Stored data entries:
* * * * * * *

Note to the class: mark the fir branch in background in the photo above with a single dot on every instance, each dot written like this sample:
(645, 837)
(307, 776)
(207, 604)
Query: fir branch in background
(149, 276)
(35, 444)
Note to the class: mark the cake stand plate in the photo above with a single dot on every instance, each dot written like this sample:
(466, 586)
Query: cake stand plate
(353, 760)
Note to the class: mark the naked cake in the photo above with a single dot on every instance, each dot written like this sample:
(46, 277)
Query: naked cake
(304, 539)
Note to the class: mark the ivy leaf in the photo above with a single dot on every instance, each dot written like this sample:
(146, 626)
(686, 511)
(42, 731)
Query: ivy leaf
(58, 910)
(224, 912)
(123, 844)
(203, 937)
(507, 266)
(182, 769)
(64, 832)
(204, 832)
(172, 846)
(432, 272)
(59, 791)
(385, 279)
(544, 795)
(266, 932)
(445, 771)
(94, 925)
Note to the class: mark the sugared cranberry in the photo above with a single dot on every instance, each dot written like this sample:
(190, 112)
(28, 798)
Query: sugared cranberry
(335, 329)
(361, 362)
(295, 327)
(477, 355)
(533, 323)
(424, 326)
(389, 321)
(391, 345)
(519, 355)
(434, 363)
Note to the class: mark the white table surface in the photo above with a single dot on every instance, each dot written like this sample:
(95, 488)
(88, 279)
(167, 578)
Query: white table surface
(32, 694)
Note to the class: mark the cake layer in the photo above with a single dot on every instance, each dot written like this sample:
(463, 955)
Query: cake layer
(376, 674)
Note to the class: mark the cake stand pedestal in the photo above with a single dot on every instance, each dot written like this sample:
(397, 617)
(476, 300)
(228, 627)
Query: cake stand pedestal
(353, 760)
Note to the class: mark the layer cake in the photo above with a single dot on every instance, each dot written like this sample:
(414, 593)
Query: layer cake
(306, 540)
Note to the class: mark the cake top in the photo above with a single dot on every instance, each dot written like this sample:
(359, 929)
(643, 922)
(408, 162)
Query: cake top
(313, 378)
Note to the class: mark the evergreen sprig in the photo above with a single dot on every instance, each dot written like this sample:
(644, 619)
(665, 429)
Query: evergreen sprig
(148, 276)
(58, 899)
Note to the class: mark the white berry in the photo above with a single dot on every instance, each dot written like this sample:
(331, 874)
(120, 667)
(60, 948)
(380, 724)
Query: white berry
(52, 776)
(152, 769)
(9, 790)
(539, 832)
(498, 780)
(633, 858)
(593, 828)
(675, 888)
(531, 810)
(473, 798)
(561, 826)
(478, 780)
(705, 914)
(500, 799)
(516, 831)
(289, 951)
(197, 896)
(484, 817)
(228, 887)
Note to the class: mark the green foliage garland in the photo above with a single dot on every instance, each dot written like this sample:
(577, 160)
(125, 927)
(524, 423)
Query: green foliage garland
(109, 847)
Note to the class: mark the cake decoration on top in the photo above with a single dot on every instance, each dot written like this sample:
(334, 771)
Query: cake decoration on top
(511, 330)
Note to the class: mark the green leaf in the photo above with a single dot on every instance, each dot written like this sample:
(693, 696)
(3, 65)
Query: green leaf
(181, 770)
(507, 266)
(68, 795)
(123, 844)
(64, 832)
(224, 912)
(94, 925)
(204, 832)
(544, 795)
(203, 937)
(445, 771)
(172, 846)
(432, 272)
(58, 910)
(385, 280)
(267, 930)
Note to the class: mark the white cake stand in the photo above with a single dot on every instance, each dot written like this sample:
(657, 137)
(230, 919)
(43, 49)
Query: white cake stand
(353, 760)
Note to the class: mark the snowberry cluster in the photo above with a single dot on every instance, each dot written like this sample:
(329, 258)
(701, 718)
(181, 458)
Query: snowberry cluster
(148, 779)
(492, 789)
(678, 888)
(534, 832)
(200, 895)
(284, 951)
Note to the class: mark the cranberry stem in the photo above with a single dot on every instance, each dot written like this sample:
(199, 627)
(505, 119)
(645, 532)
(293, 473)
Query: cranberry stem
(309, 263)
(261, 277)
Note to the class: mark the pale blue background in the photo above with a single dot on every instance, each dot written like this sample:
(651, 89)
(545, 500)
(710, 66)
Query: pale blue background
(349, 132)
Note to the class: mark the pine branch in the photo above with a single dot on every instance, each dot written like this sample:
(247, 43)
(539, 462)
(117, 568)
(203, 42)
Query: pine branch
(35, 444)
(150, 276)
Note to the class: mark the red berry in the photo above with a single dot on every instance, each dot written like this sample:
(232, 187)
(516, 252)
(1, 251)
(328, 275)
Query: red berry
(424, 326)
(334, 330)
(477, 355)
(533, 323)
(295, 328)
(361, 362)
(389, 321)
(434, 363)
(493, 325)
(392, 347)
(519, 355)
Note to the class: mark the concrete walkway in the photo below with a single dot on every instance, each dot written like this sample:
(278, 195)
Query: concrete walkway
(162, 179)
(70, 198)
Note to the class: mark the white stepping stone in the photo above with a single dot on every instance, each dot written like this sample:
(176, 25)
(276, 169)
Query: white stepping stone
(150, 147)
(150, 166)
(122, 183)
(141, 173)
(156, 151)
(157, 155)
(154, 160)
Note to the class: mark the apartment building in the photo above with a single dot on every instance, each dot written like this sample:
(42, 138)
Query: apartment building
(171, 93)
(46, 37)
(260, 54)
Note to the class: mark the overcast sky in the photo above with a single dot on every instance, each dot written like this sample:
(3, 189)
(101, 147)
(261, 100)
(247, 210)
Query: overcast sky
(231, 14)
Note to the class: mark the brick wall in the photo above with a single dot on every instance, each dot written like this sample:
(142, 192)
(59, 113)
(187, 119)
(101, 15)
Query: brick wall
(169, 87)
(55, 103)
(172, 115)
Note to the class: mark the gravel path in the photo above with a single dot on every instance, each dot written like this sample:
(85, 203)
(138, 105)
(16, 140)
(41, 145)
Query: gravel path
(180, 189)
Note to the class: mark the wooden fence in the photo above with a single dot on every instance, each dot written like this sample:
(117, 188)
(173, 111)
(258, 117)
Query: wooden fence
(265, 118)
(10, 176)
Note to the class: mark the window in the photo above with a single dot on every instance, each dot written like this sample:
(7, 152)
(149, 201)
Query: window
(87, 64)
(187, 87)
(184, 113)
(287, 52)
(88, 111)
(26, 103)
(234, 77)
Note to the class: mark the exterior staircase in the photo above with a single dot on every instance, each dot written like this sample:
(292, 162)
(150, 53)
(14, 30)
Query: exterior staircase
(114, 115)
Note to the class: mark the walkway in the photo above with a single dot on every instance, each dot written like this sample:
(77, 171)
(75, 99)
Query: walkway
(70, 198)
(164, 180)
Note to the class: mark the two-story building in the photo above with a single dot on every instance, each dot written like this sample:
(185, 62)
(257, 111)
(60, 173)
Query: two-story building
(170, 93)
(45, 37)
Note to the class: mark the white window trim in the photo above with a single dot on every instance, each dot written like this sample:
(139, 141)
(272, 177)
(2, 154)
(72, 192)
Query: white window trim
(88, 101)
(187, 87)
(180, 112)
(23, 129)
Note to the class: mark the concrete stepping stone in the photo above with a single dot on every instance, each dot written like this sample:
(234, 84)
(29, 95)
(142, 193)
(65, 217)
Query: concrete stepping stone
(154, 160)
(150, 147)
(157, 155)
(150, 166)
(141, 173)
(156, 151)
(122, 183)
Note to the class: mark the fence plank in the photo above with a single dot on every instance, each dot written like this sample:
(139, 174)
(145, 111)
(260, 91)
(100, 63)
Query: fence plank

* * * * * * *

→ **DIRECTIONS FOR THIS TASK**
Word for word, repeat the records above.

→ **EXERCISE RESULT**
Note to the class: mark the fir branch in background in the photo above with a single dot on every instance, each dot written like this sample:
(645, 837)
(307, 776)
(207, 604)
Query: fir branch in background
(149, 276)
(35, 444)
Note to the class: mark the cake stand plate in the photo above with a single dot on every instance, each dot written like this sample:
(466, 586)
Query: cake stand plate
(353, 760)
Note to the class: mark the naked cake in the photo above with a single dot on every instance, each dot written like this sample:
(46, 277)
Query: naked cake
(304, 539)
Note to the class: mark the ivy leaf in the photo above with a single dot on every instance, each dot written like this sample:
(146, 626)
(686, 511)
(42, 731)
Query: ivy leaf
(58, 910)
(224, 912)
(123, 844)
(203, 937)
(507, 266)
(182, 769)
(64, 832)
(204, 832)
(172, 846)
(432, 272)
(59, 791)
(385, 279)
(544, 795)
(266, 932)
(445, 771)
(94, 925)
Note to the class: mark the sugared cranberry in the photo above with a single dot on every instance, each dot written like this sample:
(190, 112)
(28, 798)
Query: sugared cranberry
(335, 329)
(361, 362)
(295, 327)
(477, 355)
(533, 323)
(424, 326)
(389, 321)
(391, 345)
(519, 355)
(434, 363)
Note to the class: mark the white table surface in the photo above with a single dot on every instance, each dot written like this sample:
(95, 488)
(88, 279)
(167, 578)
Query: white table surface
(32, 694)
Note to the class: mark the cake layer in the photo above with a single dot on every instance, each dot written like this sample:
(463, 955)
Query: cake layer
(376, 674)
Note to the class: mark the cake stand pedestal in the photo above with a single dot on every instance, each dot written like this sample:
(397, 617)
(476, 300)
(228, 627)
Query: cake stand pedestal
(353, 760)
Note to the class: mark the layer cake in the photo above with a single dot on every instance, each dot written like this sample:
(414, 593)
Query: layer cake
(306, 540)
Note to the class: mark the cake top in the photo above with a single dot on every instance, each dot written like this sample:
(359, 929)
(643, 922)
(408, 162)
Query: cake top
(313, 378)
Note to the class: mark the evergreen sprig in the photo above with a single dot on every instance, each dot written like this sample:
(644, 619)
(665, 429)
Query: evergreen sprig
(148, 276)
(58, 899)
Note to the class: mark the white berry in the photo above with a single dot on every instance, each dot written like this sample:
(331, 874)
(120, 667)
(60, 948)
(380, 724)
Query: white berry
(52, 776)
(152, 769)
(9, 790)
(539, 832)
(498, 780)
(633, 858)
(593, 828)
(675, 888)
(531, 810)
(473, 798)
(561, 826)
(478, 780)
(705, 914)
(500, 799)
(516, 831)
(289, 951)
(197, 896)
(484, 817)
(228, 887)
Note to the class: mark the green foliage garland in the photo above with a single dot on every instance, each dot written like this sample:
(577, 160)
(125, 927)
(524, 423)
Query: green foliage garland
(109, 847)
Note to the class: mark the cake decoration on top in the photo above with a single dot on every instance, each dot written like this sample:
(334, 771)
Query: cake decoration on top
(511, 330)
Note to the class: mark the green leaf in the photo above with a single dot on every instance, each dot written like this sample:
(693, 696)
(3, 65)
Query: green leaf
(181, 770)
(507, 266)
(68, 795)
(123, 844)
(64, 832)
(224, 912)
(94, 925)
(204, 832)
(544, 795)
(203, 937)
(445, 771)
(172, 846)
(432, 272)
(58, 910)
(385, 280)
(267, 930)
Note to the class: mark the white cake stand in the photo above with a single dot on every instance, each dot written like this sample:
(657, 137)
(230, 919)
(43, 49)
Query: white cake stand
(353, 760)
Note to the class: mark the snowberry cluster in the photo above with a single dot on every instance, each dot written like this sample:
(329, 258)
(701, 718)
(181, 458)
Query: snowberry cluster
(148, 779)
(492, 789)
(678, 888)
(534, 832)
(200, 895)
(284, 951)
Note to the class: mark the cranberry stem in the photo above with a single dot on every instance, each dot written like this sample:
(199, 627)
(505, 119)
(645, 532)
(293, 473)
Query: cranberry stem
(309, 263)
(261, 277)
Note to the class: mark the pale blue background in the photo above with a single dot on every instance, each dot written like this sample:
(651, 89)
(545, 500)
(710, 66)
Query: pale blue background
(349, 132)
Note to the class: mark the pine branch in the photo above with a single dot on every instance, each dot written like this sample:
(247, 43)
(539, 462)
(117, 568)
(203, 42)
Query: pine branch
(35, 444)
(150, 276)
Note to the class: mark the red berry in the photo above with a single dot on every instance, each dot written like this sample:
(232, 187)
(516, 252)
(1, 251)
(328, 275)
Query: red berry
(424, 326)
(334, 330)
(477, 355)
(533, 323)
(295, 328)
(361, 362)
(389, 321)
(434, 363)
(493, 325)
(392, 347)
(519, 355)
Note to the class: mark the concrete walkway in the photo below with a single dot on every instance, each dot written like this sample:
(278, 195)
Query: concrete walkway
(162, 179)
(70, 198)
Note to the class: mark the white stepping stone in the photo above with a single dot on every instance, each dot written like this sample:
(176, 25)
(276, 169)
Query: white stepping stone
(150, 147)
(150, 166)
(122, 183)
(141, 173)
(156, 151)
(157, 155)
(154, 160)
Note to the class: mark the apartment building in the photo above with a single dot on every instance, each dot written like this sample:
(42, 138)
Query: apartment building
(171, 93)
(46, 37)
(260, 54)
Note to the class: mark the overcast sky in the photo above with a single dot on every instance, each dot written like this sample:
(3, 189)
(101, 147)
(261, 100)
(247, 210)
Query: overcast sky
(231, 14)
Note to the class: mark the brick wall in the photo above with a single dot on every instance, each dot written like this sample:
(142, 192)
(59, 113)
(187, 119)
(101, 15)
Query: brick wall
(169, 87)
(55, 103)
(172, 115)
Note to the class: mark the gravel path in the photo above with a single dot on every instance, each dot written like this sample:
(85, 203)
(138, 105)
(16, 140)
(41, 145)
Query: gravel path
(180, 189)
Note to the class: mark the wooden fence in the photo above with a single dot on every instance, each dot written like this sample:
(117, 188)
(173, 111)
(258, 117)
Query: wooden fence
(265, 118)
(10, 176)
Note to the class: mark the window in the photo above with a single dot on every instance, each dot written like this sample:
(7, 152)
(149, 201)
Query: window
(87, 64)
(187, 87)
(184, 113)
(287, 52)
(88, 111)
(26, 103)
(234, 77)
Note to the class: mark the exterior staircase in the photo above with a single dot on every instance, each dot written like this sample:
(292, 162)
(150, 53)
(14, 30)
Query: exterior staircase
(114, 115)
Note to the class: mark the walkway in the photo above with a single dot on every instance, each dot written like this sample:
(77, 171)
(75, 99)
Query: walkway
(70, 198)
(164, 180)
Note to the class: mark the two-story building in the photo above with a single dot on every instance, each dot written like this sample:
(185, 62)
(257, 111)
(60, 173)
Query: two-story building
(170, 93)
(45, 37)
Note to the class: mark the white window trim in the photo above with a single dot on every instance, each dot written like this sample:
(139, 141)
(272, 177)
(2, 154)
(72, 192)
Query: white window trim
(88, 101)
(187, 87)
(180, 112)
(23, 129)
Note to the class: mark the concrete stepping stone in the photo above with a single dot on every instance, each dot written like this sample:
(234, 84)
(29, 95)
(142, 193)
(65, 217)
Query: concrete stepping stone
(154, 160)
(150, 147)
(157, 155)
(150, 166)
(141, 173)
(156, 151)
(122, 183)
Note to the class: mark the fence plank in the photo above with a single dot on every instance, each dot written like this sample:
(139, 174)
(145, 111)
(260, 91)
(100, 63)
Query: fence plank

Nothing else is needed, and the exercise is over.